## Instructions to follow
In the passage about Lacan, whose portrait by Velázquez is on loan from the Louvre?

## Given text
⁂
The opening section traces Lacan’s formation and career up to the Second World War. The aforementioned vitrine gives an interesting picture of the context which shaped his work, noting his training in psychiatric hospitals in the 1920s and the influence of his mentor, the art school-educated psychiatrist Gaëtan Gatian de Clérambault.
There follows a truncated résumé of his dabblings in Surrealism, covering the key relationships – Dalí, represented here by Dormeuse, Cheval, Lion Invisibles (1930), André Masson and Sylvia Bataille, for whom Lacan would ultimately leave his first wife and infant child – and his occasional role as a nursemaid to the ideas of the visual artists in his circle. It’s all too brief: the curators seem to be in a hurry to leave behind this kind of literal, biographical study and get to grips with raw theory.
The first plunge into that domain comes courtesy of a gallery devoted to his 1966 seminars on Las Meninas, itself reproduced to scale in excellent quality on a dividing wall, alongside a small portrait by Velázquez of the Infanta Margarita Teresa, on loan from the Louvre. Lacan bypassed one of the more common readings of this most critically dissected of paintings, which focused on the representations of the Spanish royal couple reflected in the mirror at the centre of the composition and presupposes that what we are looking at is a painting of the painter himself portraying his regal benefactors.
The perspective, he reasoned, was off, an incongruous detail in the context of an otherwise precise composition. He chose instead to focus on the canvas itself, of which we see only the reverse. In his reading, Velázquez, gazing directly out towards the onlooker, teases us with the suggestion that should his work in progress be turned around, we might see our own likeness gazing back with his.
As the analyst Gérard Wajcman posits in the show’s catalogue, Lacan possibly viewed the painting as ‘nothing less than a theory of psychoanalysis’ itself. It’s rare to see theory elucidated with such clarity in any display, particularly in the case of a thinker whose written work so often verges on the impenetrable.
⁂
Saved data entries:
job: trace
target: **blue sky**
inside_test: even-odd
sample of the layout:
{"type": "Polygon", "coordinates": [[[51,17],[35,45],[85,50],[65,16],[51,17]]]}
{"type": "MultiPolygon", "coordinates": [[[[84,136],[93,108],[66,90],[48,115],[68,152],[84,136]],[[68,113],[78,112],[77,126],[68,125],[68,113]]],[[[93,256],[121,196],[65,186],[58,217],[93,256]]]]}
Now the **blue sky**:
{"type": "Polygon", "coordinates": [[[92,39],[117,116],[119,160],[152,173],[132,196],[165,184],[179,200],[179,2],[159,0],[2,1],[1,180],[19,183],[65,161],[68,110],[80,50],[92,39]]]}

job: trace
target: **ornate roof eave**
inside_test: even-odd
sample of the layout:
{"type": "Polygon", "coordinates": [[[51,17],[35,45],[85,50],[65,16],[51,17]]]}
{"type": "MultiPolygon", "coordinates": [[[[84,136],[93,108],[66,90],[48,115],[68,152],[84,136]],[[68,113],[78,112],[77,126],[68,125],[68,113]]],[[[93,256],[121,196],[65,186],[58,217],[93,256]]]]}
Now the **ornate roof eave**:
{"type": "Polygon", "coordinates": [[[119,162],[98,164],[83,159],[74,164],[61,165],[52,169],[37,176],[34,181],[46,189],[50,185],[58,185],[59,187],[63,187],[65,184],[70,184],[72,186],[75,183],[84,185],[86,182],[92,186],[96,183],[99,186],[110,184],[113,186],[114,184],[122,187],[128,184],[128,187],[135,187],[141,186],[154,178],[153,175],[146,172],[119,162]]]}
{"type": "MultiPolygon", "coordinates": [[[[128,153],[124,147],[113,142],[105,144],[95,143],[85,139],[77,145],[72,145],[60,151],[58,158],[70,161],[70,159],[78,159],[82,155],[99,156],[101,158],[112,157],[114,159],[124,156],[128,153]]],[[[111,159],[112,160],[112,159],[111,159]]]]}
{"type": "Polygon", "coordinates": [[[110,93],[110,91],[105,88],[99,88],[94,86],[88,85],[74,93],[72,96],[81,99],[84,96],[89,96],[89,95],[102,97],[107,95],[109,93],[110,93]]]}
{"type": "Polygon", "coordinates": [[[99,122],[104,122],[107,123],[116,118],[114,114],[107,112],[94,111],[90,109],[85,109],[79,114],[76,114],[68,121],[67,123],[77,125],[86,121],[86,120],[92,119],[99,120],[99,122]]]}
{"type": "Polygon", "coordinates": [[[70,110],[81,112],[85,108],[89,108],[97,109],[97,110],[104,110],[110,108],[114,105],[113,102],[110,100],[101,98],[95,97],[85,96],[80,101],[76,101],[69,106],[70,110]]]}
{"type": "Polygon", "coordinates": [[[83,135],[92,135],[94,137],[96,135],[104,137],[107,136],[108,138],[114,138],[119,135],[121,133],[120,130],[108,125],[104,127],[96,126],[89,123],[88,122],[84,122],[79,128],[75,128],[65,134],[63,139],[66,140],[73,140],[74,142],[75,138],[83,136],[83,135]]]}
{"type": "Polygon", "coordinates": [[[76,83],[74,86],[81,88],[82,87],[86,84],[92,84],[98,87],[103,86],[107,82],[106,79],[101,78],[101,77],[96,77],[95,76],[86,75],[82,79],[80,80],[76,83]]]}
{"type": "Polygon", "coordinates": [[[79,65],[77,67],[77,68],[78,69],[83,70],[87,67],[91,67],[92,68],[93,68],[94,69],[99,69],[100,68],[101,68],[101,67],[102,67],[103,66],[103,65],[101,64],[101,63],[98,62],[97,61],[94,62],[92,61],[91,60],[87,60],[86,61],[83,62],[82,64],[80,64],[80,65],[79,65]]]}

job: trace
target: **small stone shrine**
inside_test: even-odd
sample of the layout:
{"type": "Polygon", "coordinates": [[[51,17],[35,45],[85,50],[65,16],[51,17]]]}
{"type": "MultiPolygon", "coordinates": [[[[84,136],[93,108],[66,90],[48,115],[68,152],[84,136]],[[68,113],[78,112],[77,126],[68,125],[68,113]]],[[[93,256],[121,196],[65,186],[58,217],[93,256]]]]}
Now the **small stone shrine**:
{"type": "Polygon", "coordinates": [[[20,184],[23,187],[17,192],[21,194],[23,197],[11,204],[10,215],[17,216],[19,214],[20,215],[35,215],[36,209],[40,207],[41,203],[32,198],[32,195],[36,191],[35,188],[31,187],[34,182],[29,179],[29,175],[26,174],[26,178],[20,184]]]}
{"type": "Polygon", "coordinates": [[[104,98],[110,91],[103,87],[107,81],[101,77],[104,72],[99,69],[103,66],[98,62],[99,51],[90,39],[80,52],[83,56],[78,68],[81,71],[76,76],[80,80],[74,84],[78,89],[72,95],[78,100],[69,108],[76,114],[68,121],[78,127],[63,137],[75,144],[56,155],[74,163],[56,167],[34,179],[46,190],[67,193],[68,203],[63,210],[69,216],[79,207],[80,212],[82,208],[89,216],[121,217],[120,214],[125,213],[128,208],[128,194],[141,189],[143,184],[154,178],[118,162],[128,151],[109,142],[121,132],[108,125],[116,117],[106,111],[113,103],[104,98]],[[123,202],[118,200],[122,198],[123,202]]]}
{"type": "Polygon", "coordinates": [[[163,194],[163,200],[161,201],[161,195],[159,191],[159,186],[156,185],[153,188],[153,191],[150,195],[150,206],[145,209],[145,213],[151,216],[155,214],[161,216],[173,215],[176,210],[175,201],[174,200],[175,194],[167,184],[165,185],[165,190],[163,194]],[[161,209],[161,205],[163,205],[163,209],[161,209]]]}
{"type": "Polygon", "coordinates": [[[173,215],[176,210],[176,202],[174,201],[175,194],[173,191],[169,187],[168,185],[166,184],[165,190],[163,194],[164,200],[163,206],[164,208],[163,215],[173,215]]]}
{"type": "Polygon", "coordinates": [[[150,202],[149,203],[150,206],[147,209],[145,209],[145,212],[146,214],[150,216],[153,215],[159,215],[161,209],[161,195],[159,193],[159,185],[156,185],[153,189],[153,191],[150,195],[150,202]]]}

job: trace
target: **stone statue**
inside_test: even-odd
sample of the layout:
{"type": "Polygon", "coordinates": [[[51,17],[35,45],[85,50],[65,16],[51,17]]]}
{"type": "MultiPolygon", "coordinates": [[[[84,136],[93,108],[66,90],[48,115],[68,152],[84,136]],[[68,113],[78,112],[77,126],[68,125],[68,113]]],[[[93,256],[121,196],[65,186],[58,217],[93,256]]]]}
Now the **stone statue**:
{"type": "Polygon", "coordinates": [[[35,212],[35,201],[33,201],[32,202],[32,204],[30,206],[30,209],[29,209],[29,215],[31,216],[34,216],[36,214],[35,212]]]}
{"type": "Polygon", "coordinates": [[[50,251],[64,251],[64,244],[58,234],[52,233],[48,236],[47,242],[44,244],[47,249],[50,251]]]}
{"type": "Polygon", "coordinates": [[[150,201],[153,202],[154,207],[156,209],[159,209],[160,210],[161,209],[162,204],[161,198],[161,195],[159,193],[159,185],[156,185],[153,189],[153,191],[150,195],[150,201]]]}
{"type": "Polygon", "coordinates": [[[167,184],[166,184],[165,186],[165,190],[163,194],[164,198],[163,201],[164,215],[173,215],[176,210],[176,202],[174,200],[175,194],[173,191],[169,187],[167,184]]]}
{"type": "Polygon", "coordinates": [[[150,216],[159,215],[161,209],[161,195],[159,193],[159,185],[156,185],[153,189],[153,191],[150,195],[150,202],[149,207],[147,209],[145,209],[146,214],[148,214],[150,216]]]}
⁂
## Task output
The Infanta Margarita Teresa.